begin SOURCE DOCUMENT

Nuzo uses a lightweight specification-first workflow for changes that are expensive to reverse, cross package boundaries, or alter user-visible behavior.

The workflow is inspired by specification-driven development, including GitHub Spec Kit, but does not require a separate CLI, generated scaffold, or agent-specific commands. Nuzo's existing documentation and GitHub Issues remain the sources of truth.

When To Write A Proposal

Write a proposal before implementation when a change:

  • adds or changes a public CLI command, MCP tool, export format, or config key;
  • changes storage, migrations, authorization, privacy, or destructive behavior;
  • crosses core, CLI, MCP, and host plugin boundaries;
  • introduces a new optional subsystem such as capture automation, encryption, sync, embeddings, or a management UI;
  • has meaningful alternatives or migration risk;
  • is expected to span multiple pull requests.

A narrow bug fix, dependency update, documentation correction, or internal refactor normally needs only a focused Issue with acceptance criteria.

Source Of Truth Map

Artifact Owns Does not own
Change proposal Problem, users, outcomes, constraints, alternatives, risks, validation evidence Long-term contract text or task status
docs/spec/ Public memory, CLI, MCP, init, and versioning contracts Implementation sequencing
docs/adr/ Durable architecture decisions and their consequences Day-to-day progress
GitHub Issue Tasks, ownership, acceptance criteria, status, and links Canonical product or architecture documentation
Pull request Reviewed implementation and validation evidence Roadmap direction

Do not copy the same requirements into every artifact. Link to the authoritative document and record only the detail needed for the artifact's role.

Workflow

1. Specify The Outcome

Open an Architecture Proposal Issue and describe:

  • the problem and affected users;
  • observable outcomes and explicit non-goals;
  • privacy, safety, compatibility, and local-first constraints;
  • acceptance criteria that can be verified.

Keep the proposal independent from a preferred implementation until the problem and constraints are clear.

end SOURCE DOCUMENT

● **WRITTEN TASKS**
1/ According to the Nuzo workflow document, what does a narrow bug fix, dependency update, documentation correction, or internal refactor normally need?
2/ Write the next part of the Nuzo workflow document, picking up after its last sentence.

begin DATASET

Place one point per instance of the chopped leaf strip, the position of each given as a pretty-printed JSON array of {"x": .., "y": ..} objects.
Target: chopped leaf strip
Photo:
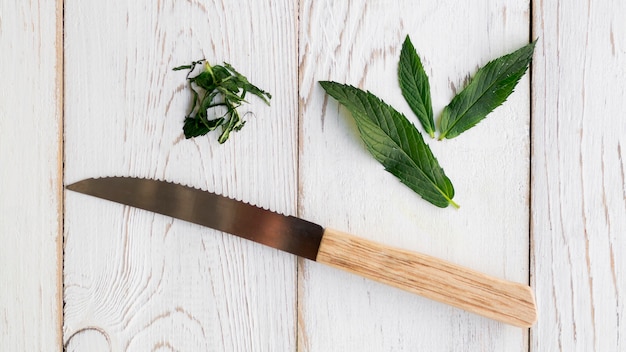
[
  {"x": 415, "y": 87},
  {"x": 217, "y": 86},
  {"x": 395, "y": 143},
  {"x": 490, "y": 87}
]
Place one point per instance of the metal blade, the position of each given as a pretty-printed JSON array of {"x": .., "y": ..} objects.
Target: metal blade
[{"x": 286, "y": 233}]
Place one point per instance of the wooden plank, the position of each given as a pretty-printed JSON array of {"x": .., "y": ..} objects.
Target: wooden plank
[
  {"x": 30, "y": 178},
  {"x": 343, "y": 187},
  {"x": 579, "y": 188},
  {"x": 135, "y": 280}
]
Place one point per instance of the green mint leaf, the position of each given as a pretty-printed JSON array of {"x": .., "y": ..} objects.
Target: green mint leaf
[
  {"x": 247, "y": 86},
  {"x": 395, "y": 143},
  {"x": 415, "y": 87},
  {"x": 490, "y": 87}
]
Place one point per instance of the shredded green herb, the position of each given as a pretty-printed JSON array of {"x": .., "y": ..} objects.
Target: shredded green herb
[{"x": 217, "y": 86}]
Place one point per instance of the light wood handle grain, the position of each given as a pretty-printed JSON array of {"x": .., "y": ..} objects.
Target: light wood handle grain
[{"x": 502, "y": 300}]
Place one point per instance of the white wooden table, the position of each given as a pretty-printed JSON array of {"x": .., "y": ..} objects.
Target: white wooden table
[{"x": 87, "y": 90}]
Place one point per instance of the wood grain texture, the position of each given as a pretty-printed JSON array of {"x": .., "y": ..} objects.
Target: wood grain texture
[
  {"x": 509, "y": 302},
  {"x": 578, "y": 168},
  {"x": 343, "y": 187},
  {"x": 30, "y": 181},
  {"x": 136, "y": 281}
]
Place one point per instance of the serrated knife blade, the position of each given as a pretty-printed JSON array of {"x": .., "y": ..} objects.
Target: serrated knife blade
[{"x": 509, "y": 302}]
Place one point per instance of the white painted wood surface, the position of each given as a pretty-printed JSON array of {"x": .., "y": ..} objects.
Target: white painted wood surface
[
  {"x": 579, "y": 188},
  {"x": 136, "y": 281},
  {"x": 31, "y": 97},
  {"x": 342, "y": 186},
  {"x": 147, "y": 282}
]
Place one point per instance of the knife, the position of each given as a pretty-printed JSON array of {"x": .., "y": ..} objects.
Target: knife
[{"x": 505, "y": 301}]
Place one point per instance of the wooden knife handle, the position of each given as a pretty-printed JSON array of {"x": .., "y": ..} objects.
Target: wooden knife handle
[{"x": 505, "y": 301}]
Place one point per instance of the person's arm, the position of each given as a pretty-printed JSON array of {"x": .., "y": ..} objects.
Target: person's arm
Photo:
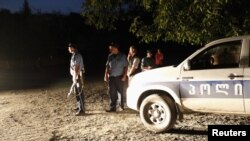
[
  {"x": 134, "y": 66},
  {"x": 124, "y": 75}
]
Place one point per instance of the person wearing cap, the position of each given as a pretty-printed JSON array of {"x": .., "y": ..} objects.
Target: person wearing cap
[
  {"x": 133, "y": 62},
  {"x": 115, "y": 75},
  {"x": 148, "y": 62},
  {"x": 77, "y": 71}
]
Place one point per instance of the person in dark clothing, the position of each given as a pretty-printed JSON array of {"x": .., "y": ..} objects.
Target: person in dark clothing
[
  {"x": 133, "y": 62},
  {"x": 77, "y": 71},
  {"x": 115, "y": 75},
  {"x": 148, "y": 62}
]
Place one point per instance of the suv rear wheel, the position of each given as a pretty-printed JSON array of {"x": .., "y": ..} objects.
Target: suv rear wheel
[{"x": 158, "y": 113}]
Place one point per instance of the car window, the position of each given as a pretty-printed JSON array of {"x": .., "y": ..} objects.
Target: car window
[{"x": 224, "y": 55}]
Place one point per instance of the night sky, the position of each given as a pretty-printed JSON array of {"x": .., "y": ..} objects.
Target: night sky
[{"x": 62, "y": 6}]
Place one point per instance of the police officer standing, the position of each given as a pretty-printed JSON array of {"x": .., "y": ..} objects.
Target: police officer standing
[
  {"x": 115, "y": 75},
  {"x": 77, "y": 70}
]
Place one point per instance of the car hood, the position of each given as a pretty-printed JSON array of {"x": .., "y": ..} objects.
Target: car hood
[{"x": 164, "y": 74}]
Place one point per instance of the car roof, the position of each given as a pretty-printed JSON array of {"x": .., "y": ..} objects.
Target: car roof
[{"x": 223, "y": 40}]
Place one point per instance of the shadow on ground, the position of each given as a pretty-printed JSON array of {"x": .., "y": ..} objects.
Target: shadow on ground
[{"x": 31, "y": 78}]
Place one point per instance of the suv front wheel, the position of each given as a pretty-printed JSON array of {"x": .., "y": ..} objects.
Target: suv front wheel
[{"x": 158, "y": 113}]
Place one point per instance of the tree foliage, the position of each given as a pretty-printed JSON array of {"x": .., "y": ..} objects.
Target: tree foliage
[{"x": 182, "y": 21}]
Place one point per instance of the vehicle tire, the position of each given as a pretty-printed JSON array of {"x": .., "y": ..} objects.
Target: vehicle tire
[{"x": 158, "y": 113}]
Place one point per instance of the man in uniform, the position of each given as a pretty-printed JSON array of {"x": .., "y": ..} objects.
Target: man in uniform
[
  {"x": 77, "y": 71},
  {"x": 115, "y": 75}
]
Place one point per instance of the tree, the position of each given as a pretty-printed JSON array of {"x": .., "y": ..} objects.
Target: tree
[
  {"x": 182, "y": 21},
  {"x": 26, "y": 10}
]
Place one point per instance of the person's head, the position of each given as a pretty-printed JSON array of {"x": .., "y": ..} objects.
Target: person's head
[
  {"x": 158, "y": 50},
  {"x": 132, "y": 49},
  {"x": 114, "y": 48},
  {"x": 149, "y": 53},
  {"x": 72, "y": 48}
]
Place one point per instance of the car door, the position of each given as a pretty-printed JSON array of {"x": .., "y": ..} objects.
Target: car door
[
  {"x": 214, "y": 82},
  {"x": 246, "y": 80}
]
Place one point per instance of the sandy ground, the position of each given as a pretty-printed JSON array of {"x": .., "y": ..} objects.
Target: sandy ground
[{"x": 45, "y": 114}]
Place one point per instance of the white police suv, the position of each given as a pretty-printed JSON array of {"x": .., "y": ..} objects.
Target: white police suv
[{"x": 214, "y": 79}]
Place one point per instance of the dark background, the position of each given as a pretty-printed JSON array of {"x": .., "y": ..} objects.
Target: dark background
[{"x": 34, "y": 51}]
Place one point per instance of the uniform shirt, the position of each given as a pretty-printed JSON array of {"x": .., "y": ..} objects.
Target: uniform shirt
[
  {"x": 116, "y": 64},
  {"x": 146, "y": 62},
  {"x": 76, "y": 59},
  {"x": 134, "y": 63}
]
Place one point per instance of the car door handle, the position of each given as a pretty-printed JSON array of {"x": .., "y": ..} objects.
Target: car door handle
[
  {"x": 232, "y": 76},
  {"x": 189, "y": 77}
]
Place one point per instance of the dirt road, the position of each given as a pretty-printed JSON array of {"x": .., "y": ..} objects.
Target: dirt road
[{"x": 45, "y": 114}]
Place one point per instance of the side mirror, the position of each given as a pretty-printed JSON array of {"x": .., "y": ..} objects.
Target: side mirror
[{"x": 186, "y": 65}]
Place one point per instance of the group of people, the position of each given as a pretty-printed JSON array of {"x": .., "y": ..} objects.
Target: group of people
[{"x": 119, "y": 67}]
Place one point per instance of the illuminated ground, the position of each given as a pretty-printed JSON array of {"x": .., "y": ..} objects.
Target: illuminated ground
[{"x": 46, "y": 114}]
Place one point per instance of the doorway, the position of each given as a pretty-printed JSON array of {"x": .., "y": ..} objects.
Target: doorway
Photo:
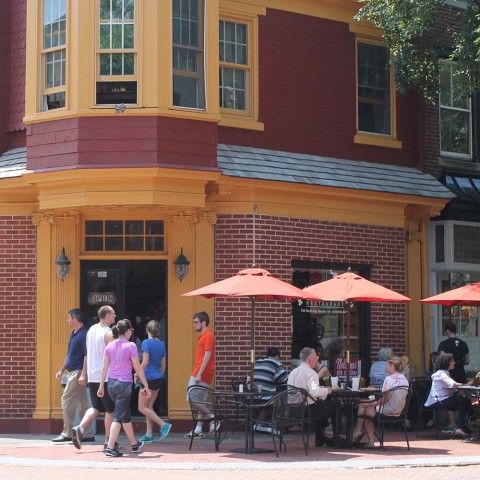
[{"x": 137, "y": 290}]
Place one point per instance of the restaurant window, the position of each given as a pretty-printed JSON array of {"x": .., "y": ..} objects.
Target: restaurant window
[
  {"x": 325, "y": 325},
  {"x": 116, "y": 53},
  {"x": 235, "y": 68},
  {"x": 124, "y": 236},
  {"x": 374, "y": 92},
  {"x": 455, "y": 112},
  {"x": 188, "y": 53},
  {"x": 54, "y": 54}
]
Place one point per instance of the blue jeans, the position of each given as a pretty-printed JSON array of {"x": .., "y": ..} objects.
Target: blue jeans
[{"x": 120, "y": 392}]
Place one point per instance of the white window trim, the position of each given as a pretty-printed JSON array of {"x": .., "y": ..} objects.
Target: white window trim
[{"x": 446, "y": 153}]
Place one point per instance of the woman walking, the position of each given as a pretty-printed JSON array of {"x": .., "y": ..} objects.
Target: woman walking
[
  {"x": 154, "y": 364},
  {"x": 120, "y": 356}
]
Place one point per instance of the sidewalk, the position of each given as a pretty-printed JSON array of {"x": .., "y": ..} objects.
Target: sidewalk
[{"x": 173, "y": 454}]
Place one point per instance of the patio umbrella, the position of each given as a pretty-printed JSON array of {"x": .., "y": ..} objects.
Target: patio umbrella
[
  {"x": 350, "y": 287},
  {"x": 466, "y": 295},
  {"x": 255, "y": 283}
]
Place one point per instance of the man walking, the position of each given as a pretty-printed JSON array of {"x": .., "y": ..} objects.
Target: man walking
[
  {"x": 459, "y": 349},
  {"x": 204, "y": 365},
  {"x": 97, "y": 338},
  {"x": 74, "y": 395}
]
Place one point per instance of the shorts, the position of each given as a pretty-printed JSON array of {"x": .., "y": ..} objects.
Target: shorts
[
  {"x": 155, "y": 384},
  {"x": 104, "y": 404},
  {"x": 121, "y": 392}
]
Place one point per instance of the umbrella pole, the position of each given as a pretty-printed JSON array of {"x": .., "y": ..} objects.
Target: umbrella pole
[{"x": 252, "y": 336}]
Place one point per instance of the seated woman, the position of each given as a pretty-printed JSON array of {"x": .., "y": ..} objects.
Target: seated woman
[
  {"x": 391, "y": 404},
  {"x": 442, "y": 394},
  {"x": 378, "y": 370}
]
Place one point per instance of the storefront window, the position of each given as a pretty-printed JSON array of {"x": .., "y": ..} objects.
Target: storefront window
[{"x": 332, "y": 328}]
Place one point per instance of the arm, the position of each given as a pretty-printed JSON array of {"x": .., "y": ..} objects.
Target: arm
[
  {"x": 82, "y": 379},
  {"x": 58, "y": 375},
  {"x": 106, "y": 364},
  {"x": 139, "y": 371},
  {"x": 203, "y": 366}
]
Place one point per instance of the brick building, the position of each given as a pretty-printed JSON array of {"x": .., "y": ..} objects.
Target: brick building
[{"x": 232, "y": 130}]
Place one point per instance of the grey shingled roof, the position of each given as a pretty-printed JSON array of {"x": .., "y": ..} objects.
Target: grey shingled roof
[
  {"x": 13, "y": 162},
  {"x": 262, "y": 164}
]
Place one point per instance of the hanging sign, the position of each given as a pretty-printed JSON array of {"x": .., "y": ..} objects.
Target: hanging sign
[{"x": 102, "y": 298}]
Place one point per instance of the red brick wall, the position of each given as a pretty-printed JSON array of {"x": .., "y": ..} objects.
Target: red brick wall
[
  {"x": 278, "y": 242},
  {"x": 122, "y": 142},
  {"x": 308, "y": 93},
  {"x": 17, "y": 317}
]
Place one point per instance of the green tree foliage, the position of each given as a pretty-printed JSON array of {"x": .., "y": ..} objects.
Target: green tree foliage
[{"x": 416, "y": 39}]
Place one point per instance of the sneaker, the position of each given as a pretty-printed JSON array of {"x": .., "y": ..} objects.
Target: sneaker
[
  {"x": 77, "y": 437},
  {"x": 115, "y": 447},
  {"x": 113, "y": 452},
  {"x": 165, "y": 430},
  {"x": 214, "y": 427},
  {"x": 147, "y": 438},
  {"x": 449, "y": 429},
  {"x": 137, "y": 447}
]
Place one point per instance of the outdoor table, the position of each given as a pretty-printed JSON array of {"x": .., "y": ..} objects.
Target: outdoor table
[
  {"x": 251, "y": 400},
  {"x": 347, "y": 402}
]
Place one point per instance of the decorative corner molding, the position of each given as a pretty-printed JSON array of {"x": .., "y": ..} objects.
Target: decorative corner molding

end DATASET

● **THE RESPONSES**
1/ Only a focused Issue with acceptance criteria.

2/
2. Resolve Ambiguity

Identify unanswered questions before coding. Important ambiguity includes:

  • who can read or write the affected memory;
  • whether behavior is automatic, suggested, or explicitly invoked;
  • what data is persisted and audited;
  • how existing data or clients migrate;
  • which hosts and Node.js versions must behave consistently;
  • what failure and recovery look like.

If an unanswered question changes the public contract or safety boundary, do not treat it as an implementation detail.

3. Plan By Boundary

Map the work to existing ownership boundaries:

docs/spec -> public contract
docs/adr -> durable decision, when needed
packages/core -> memory behavior and policy
packages/cli -> command and terminal behavior
packages/mcp-server -> tool schema and transport mapping
packages/*-plugin -> thin host packaging
tests/docs/workflows -> evidence

List dependencies, migration steps, rollout order, and validation commands. Prefer a sequence that keeps each commit reviewable and leaves the repository in a valid state.

4. Create Executable Tasks

Use the proposal Issue as the execution tracker. Tasks should name concrete artifacts or behaviors and finish with measurable acceptance criteria.

Split work into additional Issues only when tasks can be assigned, reviewed, or released independently. Link child Issues back to the proposal.

5. Implement Against The Specification

Update public contracts before or alongside implementation. Add an ADR before committing to an irreversible or hard-to-change architecture decision.

If implementation reveals that the specification is wrong, revise the specification and explain the change in the Issue or pull request. Do not let the code silently become the only description of behavior.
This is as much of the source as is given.